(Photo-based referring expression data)
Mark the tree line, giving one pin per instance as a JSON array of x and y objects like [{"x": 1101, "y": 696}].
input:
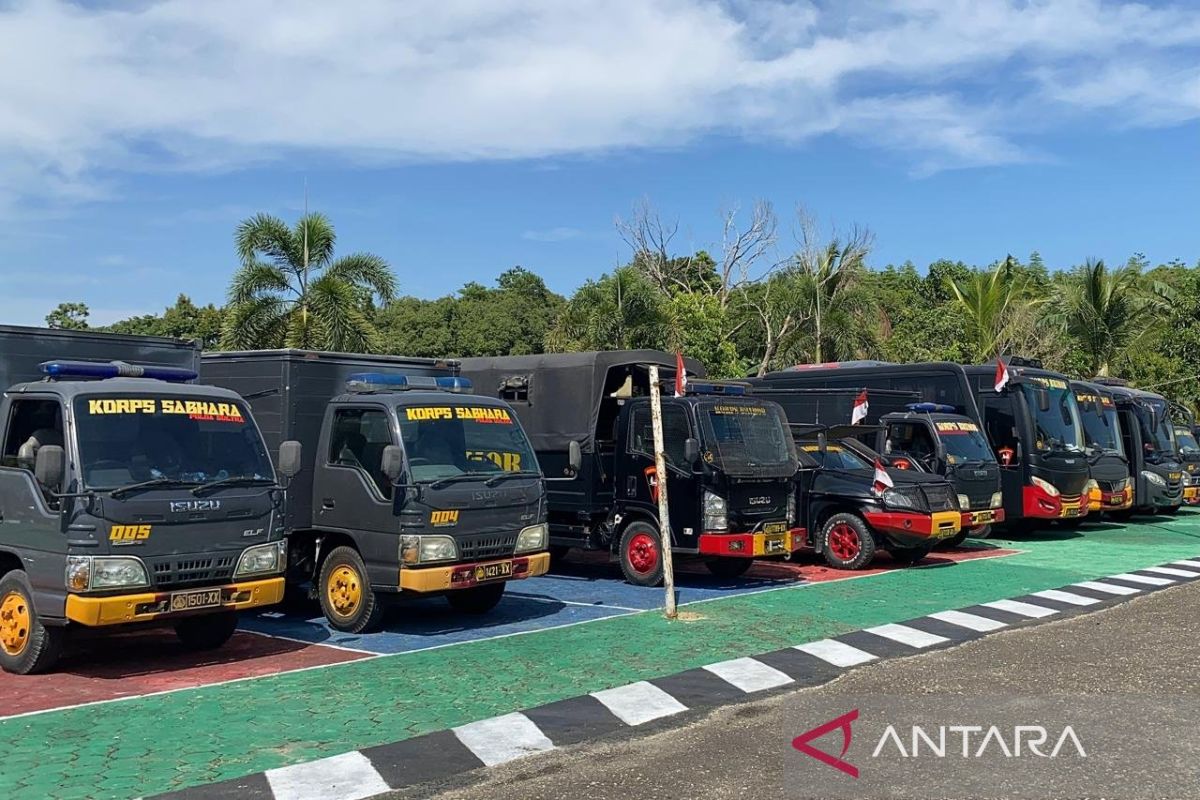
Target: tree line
[{"x": 739, "y": 306}]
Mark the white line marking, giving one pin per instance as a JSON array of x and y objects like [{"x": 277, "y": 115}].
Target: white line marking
[
  {"x": 1171, "y": 571},
  {"x": 502, "y": 739},
  {"x": 1143, "y": 578},
  {"x": 1066, "y": 597},
  {"x": 905, "y": 635},
  {"x": 837, "y": 653},
  {"x": 970, "y": 621},
  {"x": 639, "y": 703},
  {"x": 748, "y": 674},
  {"x": 1024, "y": 609},
  {"x": 348, "y": 776},
  {"x": 1110, "y": 588}
]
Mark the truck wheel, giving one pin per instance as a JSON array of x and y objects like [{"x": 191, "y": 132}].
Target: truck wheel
[
  {"x": 346, "y": 595},
  {"x": 846, "y": 542},
  {"x": 27, "y": 645},
  {"x": 729, "y": 567},
  {"x": 641, "y": 554},
  {"x": 207, "y": 632},
  {"x": 477, "y": 600}
]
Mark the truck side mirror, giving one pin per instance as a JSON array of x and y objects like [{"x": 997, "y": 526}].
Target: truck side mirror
[
  {"x": 393, "y": 462},
  {"x": 289, "y": 458},
  {"x": 574, "y": 457},
  {"x": 48, "y": 467}
]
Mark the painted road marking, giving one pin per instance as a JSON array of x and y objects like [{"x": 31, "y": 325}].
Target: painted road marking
[
  {"x": 1171, "y": 571},
  {"x": 1143, "y": 578},
  {"x": 639, "y": 703},
  {"x": 502, "y": 739},
  {"x": 749, "y": 675},
  {"x": 835, "y": 653},
  {"x": 970, "y": 621},
  {"x": 1066, "y": 597},
  {"x": 1023, "y": 609},
  {"x": 1110, "y": 588},
  {"x": 349, "y": 776},
  {"x": 905, "y": 635}
]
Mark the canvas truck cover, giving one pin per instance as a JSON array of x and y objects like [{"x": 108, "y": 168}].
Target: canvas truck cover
[
  {"x": 22, "y": 349},
  {"x": 562, "y": 392}
]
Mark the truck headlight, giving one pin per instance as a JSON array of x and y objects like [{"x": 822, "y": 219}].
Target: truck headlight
[
  {"x": 1153, "y": 477},
  {"x": 87, "y": 572},
  {"x": 534, "y": 537},
  {"x": 424, "y": 549},
  {"x": 717, "y": 512},
  {"x": 1045, "y": 486},
  {"x": 262, "y": 558}
]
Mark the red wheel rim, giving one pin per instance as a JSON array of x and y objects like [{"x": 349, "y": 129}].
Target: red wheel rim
[
  {"x": 642, "y": 553},
  {"x": 844, "y": 542}
]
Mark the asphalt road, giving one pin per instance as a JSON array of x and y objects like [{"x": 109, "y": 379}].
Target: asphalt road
[{"x": 1125, "y": 680}]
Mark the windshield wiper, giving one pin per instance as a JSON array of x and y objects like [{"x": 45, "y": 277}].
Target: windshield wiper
[
  {"x": 522, "y": 473},
  {"x": 121, "y": 491},
  {"x": 237, "y": 480}
]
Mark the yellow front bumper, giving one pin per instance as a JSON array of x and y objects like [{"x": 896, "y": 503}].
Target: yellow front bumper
[
  {"x": 461, "y": 576},
  {"x": 151, "y": 605}
]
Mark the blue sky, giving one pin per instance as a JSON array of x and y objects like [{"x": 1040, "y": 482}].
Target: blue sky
[{"x": 460, "y": 138}]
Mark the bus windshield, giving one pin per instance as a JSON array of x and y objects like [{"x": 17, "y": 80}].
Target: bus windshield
[
  {"x": 451, "y": 440},
  {"x": 184, "y": 439},
  {"x": 1055, "y": 415}
]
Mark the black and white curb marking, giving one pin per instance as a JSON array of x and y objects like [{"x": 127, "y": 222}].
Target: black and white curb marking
[{"x": 450, "y": 753}]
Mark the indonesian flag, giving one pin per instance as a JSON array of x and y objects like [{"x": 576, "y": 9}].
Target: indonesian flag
[
  {"x": 882, "y": 480},
  {"x": 1001, "y": 374},
  {"x": 681, "y": 376},
  {"x": 859, "y": 411}
]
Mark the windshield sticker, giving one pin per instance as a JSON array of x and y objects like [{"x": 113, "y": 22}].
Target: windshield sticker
[
  {"x": 473, "y": 413},
  {"x": 203, "y": 410},
  {"x": 749, "y": 410}
]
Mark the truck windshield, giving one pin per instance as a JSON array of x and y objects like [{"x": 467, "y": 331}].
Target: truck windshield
[
  {"x": 457, "y": 439},
  {"x": 747, "y": 437},
  {"x": 964, "y": 443},
  {"x": 1055, "y": 415},
  {"x": 191, "y": 439}
]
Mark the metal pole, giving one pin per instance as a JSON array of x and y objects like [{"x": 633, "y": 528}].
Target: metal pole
[{"x": 660, "y": 471}]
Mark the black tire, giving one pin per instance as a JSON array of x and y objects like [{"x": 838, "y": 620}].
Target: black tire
[
  {"x": 909, "y": 554},
  {"x": 28, "y": 645},
  {"x": 641, "y": 554},
  {"x": 729, "y": 567},
  {"x": 345, "y": 591},
  {"x": 477, "y": 600},
  {"x": 846, "y": 542},
  {"x": 207, "y": 632}
]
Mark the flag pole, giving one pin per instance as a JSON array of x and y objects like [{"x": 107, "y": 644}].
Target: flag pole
[{"x": 660, "y": 474}]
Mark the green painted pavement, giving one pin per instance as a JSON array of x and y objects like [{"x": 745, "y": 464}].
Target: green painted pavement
[{"x": 169, "y": 741}]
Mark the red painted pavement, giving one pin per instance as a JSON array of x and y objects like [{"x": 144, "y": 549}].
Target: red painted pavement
[{"x": 129, "y": 665}]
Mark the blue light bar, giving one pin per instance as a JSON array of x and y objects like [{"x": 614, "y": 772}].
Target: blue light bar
[
  {"x": 115, "y": 370},
  {"x": 942, "y": 408}
]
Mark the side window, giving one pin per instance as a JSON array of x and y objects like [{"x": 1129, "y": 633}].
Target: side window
[
  {"x": 358, "y": 439},
  {"x": 31, "y": 423}
]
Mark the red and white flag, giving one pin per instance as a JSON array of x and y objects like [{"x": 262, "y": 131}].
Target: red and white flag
[
  {"x": 859, "y": 411},
  {"x": 1001, "y": 374},
  {"x": 882, "y": 480}
]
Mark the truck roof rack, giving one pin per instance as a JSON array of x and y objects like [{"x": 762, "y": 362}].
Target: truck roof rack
[{"x": 102, "y": 370}]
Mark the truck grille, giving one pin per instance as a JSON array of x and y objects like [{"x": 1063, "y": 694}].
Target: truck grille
[
  {"x": 178, "y": 573},
  {"x": 486, "y": 546}
]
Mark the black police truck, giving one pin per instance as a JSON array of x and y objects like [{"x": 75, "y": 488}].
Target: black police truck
[
  {"x": 409, "y": 485},
  {"x": 731, "y": 462},
  {"x": 127, "y": 494}
]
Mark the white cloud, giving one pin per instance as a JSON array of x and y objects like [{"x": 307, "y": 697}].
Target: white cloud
[{"x": 89, "y": 94}]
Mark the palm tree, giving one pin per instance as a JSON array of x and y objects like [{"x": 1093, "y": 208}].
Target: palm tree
[
  {"x": 291, "y": 292},
  {"x": 1109, "y": 311}
]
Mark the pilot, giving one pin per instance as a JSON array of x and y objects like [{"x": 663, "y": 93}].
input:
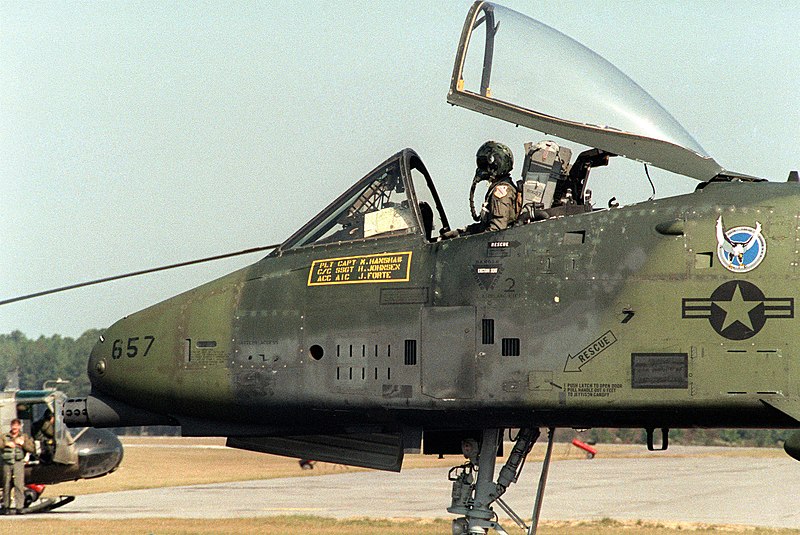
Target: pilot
[
  {"x": 44, "y": 431},
  {"x": 15, "y": 445},
  {"x": 494, "y": 163}
]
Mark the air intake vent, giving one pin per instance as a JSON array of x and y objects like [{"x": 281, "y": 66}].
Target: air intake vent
[
  {"x": 410, "y": 353},
  {"x": 510, "y": 347}
]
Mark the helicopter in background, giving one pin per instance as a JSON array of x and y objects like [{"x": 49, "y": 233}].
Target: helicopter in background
[
  {"x": 373, "y": 330},
  {"x": 86, "y": 454}
]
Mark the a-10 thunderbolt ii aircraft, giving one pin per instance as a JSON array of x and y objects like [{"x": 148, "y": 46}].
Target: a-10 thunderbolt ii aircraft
[{"x": 375, "y": 329}]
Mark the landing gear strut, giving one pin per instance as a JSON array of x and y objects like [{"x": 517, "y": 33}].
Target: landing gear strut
[{"x": 473, "y": 496}]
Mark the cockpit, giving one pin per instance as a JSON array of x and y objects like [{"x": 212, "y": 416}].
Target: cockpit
[
  {"x": 397, "y": 197},
  {"x": 504, "y": 68}
]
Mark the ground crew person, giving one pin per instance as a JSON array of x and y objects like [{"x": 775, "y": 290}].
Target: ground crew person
[
  {"x": 494, "y": 163},
  {"x": 45, "y": 432},
  {"x": 15, "y": 445}
]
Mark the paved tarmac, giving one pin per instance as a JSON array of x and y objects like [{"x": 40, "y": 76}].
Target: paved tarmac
[{"x": 720, "y": 490}]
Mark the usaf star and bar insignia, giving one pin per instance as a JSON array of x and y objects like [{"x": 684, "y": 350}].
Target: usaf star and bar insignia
[{"x": 738, "y": 310}]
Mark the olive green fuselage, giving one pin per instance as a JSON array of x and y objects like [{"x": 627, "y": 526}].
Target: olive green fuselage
[{"x": 621, "y": 317}]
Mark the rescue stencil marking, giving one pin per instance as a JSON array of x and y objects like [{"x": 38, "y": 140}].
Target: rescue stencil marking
[
  {"x": 737, "y": 310},
  {"x": 576, "y": 362},
  {"x": 740, "y": 249},
  {"x": 363, "y": 269}
]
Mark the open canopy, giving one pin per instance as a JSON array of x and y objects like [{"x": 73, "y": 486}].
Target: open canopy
[{"x": 519, "y": 70}]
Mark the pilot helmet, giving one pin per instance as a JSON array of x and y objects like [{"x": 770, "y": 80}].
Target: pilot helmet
[{"x": 494, "y": 158}]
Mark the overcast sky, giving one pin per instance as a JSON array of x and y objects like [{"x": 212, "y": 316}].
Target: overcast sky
[{"x": 137, "y": 134}]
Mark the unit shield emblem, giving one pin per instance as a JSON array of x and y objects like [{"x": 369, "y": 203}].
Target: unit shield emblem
[{"x": 740, "y": 249}]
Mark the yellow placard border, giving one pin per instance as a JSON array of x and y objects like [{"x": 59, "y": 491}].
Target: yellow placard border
[{"x": 374, "y": 255}]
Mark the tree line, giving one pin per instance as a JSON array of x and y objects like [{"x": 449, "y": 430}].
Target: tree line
[{"x": 50, "y": 358}]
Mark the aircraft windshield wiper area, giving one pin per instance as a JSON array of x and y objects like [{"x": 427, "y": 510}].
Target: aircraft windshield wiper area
[{"x": 376, "y": 329}]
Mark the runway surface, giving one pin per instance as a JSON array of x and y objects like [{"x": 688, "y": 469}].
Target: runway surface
[{"x": 719, "y": 490}]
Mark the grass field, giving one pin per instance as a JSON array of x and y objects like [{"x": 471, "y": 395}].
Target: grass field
[{"x": 156, "y": 462}]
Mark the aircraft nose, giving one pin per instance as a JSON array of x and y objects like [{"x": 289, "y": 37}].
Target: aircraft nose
[{"x": 99, "y": 452}]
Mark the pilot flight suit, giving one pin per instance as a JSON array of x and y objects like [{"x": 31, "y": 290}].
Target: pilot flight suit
[
  {"x": 500, "y": 207},
  {"x": 14, "y": 468}
]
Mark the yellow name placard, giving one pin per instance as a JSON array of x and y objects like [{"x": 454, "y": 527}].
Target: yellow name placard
[{"x": 362, "y": 269}]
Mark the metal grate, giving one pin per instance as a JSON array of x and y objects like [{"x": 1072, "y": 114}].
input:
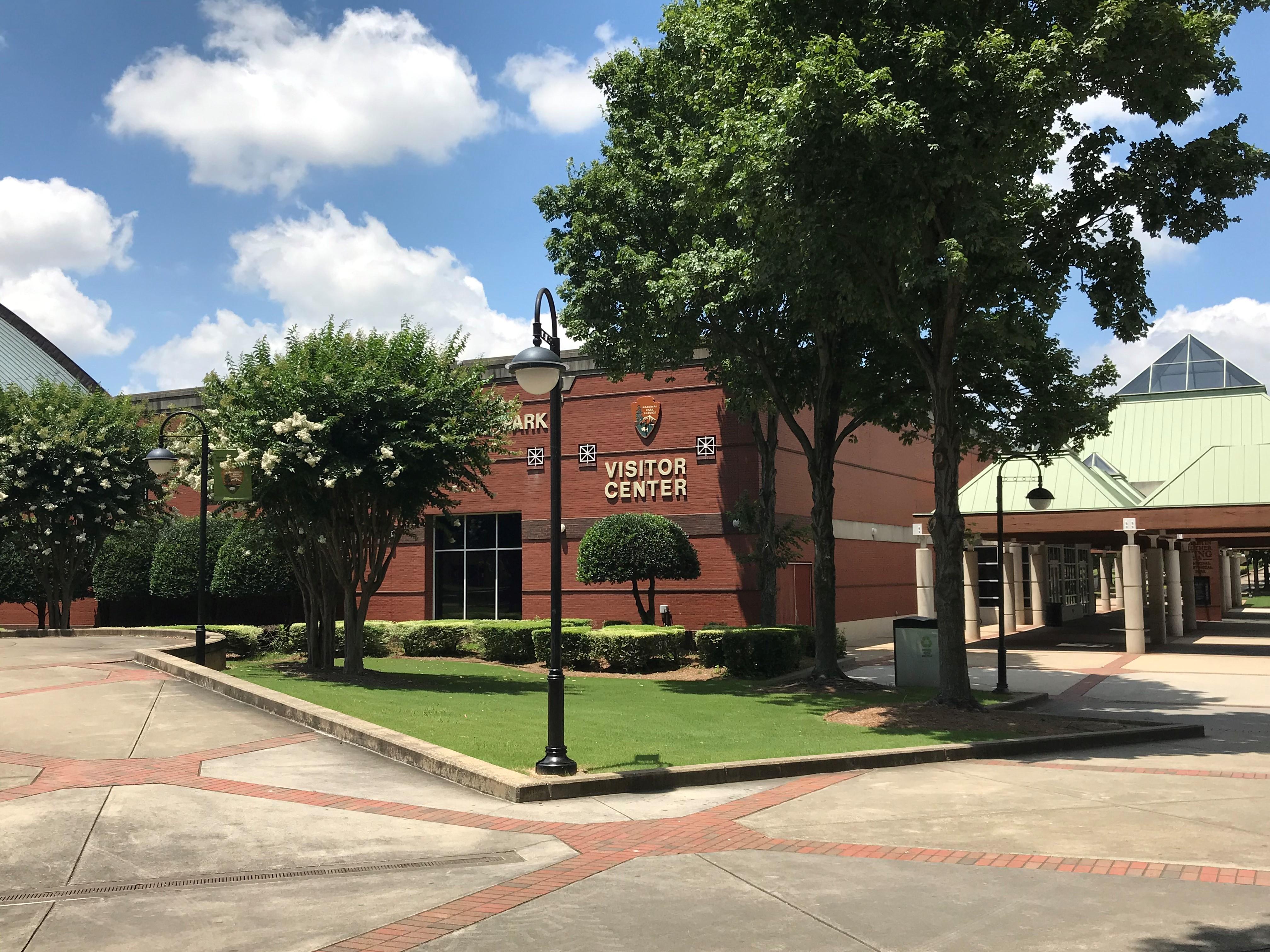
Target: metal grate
[{"x": 108, "y": 889}]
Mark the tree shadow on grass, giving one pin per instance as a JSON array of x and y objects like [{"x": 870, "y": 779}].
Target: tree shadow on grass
[{"x": 1206, "y": 937}]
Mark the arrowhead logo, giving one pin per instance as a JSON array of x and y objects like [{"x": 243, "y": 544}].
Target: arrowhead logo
[{"x": 646, "y": 413}]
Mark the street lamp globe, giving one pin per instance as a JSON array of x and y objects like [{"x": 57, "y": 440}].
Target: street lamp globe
[
  {"x": 161, "y": 461},
  {"x": 1041, "y": 498},
  {"x": 536, "y": 370}
]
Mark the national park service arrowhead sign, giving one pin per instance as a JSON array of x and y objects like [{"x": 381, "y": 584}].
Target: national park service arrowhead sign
[{"x": 646, "y": 413}]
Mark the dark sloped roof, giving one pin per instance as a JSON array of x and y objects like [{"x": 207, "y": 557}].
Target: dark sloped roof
[{"x": 27, "y": 356}]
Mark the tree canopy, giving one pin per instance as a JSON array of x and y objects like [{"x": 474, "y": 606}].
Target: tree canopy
[{"x": 637, "y": 548}]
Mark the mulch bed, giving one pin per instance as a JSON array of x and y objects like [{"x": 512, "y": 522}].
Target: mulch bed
[{"x": 935, "y": 718}]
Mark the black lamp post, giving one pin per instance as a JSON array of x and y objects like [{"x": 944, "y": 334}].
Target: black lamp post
[
  {"x": 538, "y": 370},
  {"x": 1038, "y": 498},
  {"x": 162, "y": 461}
]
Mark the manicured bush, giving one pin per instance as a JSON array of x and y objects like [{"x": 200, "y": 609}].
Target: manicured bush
[
  {"x": 432, "y": 638},
  {"x": 174, "y": 569},
  {"x": 636, "y": 648},
  {"x": 751, "y": 653},
  {"x": 123, "y": 565},
  {"x": 576, "y": 645},
  {"x": 251, "y": 563}
]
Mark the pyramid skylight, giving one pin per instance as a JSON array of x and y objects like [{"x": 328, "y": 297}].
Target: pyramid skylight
[{"x": 1189, "y": 365}]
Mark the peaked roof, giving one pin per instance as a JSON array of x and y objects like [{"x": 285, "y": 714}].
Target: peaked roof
[
  {"x": 1189, "y": 365},
  {"x": 27, "y": 356}
]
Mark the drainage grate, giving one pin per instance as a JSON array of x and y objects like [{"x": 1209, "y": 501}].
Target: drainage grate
[{"x": 108, "y": 889}]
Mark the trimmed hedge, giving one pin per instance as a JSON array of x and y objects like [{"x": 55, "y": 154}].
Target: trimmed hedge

| Task directions |
In the entries above, which lines hold the string "trimmed"? Report all of them.

| Answer |
Mark the trimmed hedge, giving one pin per instance as a JSON array of x and y objects like [{"x": 55, "y": 154}].
Target: trimmed hedge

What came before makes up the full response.